→ **Exercise requirements**
Will you write out the data exactly, excluding every picture?

→ **Supplied data**
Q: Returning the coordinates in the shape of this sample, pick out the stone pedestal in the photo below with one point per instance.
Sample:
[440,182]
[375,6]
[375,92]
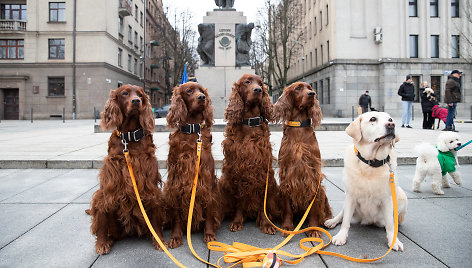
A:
[219,81]
[219,78]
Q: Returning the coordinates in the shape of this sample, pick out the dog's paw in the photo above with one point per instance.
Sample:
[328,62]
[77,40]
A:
[340,239]
[175,242]
[330,223]
[268,229]
[103,247]
[398,246]
[209,237]
[235,226]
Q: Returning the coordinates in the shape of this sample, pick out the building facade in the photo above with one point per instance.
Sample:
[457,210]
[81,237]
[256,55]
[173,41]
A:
[350,46]
[67,55]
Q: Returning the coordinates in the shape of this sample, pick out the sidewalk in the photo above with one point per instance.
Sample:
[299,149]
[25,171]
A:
[74,144]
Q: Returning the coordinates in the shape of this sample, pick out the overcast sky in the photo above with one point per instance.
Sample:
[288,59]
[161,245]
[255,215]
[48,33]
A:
[198,8]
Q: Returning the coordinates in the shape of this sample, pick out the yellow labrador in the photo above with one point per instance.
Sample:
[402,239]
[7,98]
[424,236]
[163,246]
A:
[366,177]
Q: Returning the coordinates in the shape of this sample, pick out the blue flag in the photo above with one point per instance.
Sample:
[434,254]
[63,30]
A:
[184,75]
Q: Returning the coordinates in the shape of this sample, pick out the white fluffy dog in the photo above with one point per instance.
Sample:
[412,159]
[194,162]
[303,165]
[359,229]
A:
[366,178]
[436,163]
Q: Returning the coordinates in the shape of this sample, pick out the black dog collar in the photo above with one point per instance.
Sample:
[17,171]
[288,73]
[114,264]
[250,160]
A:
[136,135]
[374,162]
[254,121]
[191,128]
[304,123]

→ **Task output**
Q: Returning the coordinates in the shape of this sample, pick out the stone pedestal in the photo below with one point per instance.
Sample:
[440,182]
[375,6]
[375,92]
A:
[219,81]
[219,78]
Q: Returning the coordinates in the shape of this sample, pick out the dog's paw in the photo above with one point per instance.
Sample:
[328,62]
[77,40]
A:
[340,239]
[175,242]
[330,223]
[268,229]
[103,247]
[398,246]
[209,237]
[235,226]
Q: Returning the coordinates in the shape of this sample, pick out the building facade in the photo above with one point per instance.
Sample:
[457,210]
[81,237]
[256,55]
[173,41]
A:
[350,46]
[67,55]
Q: Returning the coordinates in the shape of this sample, pick out the sidewalk in the photo above with one point per instance.
Sample:
[299,149]
[25,171]
A:
[74,144]
Q: Returning the coordinates in the shape of this sample, pick out the overcast sky in the photo above with one point per instance.
Sample:
[288,59]
[161,245]
[255,215]
[48,33]
A:
[198,8]
Q: Returning the coordinates in the shape of this sample, pick out the yellow labrador in the photo above with one point per instance.
Sample:
[402,239]
[7,98]
[424,236]
[163,246]
A:
[366,177]
Q: Returning the coordinates in the shape of this sample, pick out the blue flag in the photo above with one point per instance.
Sample:
[434,254]
[63,30]
A:
[184,75]
Q: Returning the coordinates in the shape of this sample, pick out the white fluffy dog in the photo above with one point per instance.
Sample:
[412,159]
[194,162]
[303,165]
[359,229]
A:
[366,178]
[436,163]
Q: Returning the coordinates in the shape of this sample, pick out the black dog collar in the photo above with one point per instance.
Sample:
[17,171]
[288,73]
[114,264]
[250,160]
A:
[136,135]
[374,162]
[254,121]
[191,128]
[304,123]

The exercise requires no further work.